BEGIN TEXT UNDER STUDY

The Department of Home Affairs (DHA) told SBS News that they have begun redirecting resources and brought in more staff to tackle the growing visa backlog problem.

These plans were announced a week after the Australian government scrapped the need for Australia-bound travellers to complete a Digital Passenger Declaration (DPD) to declare their COVID-19 vaccination status.

Unvaccinated visa holders can also enter the country without any restriction.

Traveling to Australia

To reduce the burden of DHA staff in handling the large volume of visa applications, officers from other departments and ABF have been recruited to DHA. Source: Saeed Khan/AFP

More hands on deck to speed up visa applications

While the DHA is injecting more resources into tackling the visa backlog, concerns remain that the gridlock will still take time to resolve.

Australian Prime Minister Anthony Albanese said last month, “We have put people from other duties into trying to clear the visa backlog that clearly is something that’s required.”

The spokesperson told SBS News that officers previously focused on the processing of travel exemptions associated with Australia’s border restrictions had been redirected. New officers have also been recruited to focus on visa processing.

Despite this, former deputy secretary of the immigration department Abul Rizvi told the portal that even with additional resources, resolving the visa processing problem “will take time”.

“We will have a better idea about how the government is going to go about it in the October budget — that will be where it will address some of the critical questions,” he was quoted saying.

Travelling to Australia

Despite added resources and staff members, visa backlogs may still require some time to clear. Source: Muhammad Farooq/AFP

Travelling to Australia: Many applicants still in limbo over delayed visas

Since Australia reopened its borders in December 2021, the DHA has been grappling with an influx of applications and visa backlogs by those affected by the country’s two-year border closure.

Visa delays are also reportedly exacerbated by the department’s budget cuts of 875 million Australian dollars.

Some students, including those from India and Iran, have been waiting for months for their visas. This has forced affected students to put their study plans on hold, while others risk losing their scholarships or PhD offer.

Among those affected by this predicament is Abdo Gamal Taher, who has been waiting for approval on his Australian student visa application since he applied for a visa targeting engineering graduates back in May 2019.

“The process is completely slow. Applicants are being held are being trapped, while you can get a benefit out of them,” Taher told SBS News.

Students travelling to Australia should check the DHA’s website for global visa processing times, which are updated monthly. They add that processing times are impacted each month by incomplete applications, complex cases, changes in application volumes and changes to ministerial directions.

END TEXT UNDER STUDY
BEGIN ENTRIES SHOWN

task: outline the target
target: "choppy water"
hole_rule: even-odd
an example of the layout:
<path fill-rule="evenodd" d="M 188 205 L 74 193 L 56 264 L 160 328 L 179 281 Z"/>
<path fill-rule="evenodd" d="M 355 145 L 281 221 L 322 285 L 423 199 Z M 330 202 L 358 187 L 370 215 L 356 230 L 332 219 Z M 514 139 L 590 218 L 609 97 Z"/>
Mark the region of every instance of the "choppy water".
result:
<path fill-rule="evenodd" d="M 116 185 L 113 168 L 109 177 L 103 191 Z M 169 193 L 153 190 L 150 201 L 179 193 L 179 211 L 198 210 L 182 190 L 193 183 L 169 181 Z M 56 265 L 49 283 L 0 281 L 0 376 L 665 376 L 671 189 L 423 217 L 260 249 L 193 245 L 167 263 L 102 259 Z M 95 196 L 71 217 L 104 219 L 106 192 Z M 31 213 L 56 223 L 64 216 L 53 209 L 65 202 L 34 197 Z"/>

END ENTRIES SHOWN

Rewrite the passage of the article on Australia's visa backlog from "The Department of" to "time to resolve.", changing every "DHA" to "immigration department".

The Department of Home Affairs (immigration department) told SBS News that they have begun redirecting resources and brought in more staff to tackle the growing visa backlog problem.

These plans were announced a week after the Australian government scrapped the need for Australia-bound travellers to complete a Digital Passenger Declaration (DPD) to declare their COVID-19 vaccination status.

Unvaccinated visa holders can also enter the country without any restriction.

Traveling to Australia

To reduce the burden of immigration department staff in handling the large volume of visa applications, officers from other departments and ABF have been recruited to immigration department. Source: Saeed Khan/AFP

More hands on deck to speed up visa applications

While the immigration department is injecting more resources into tackling the visa backlog, concerns remain that the gridlock will still take time to resolve.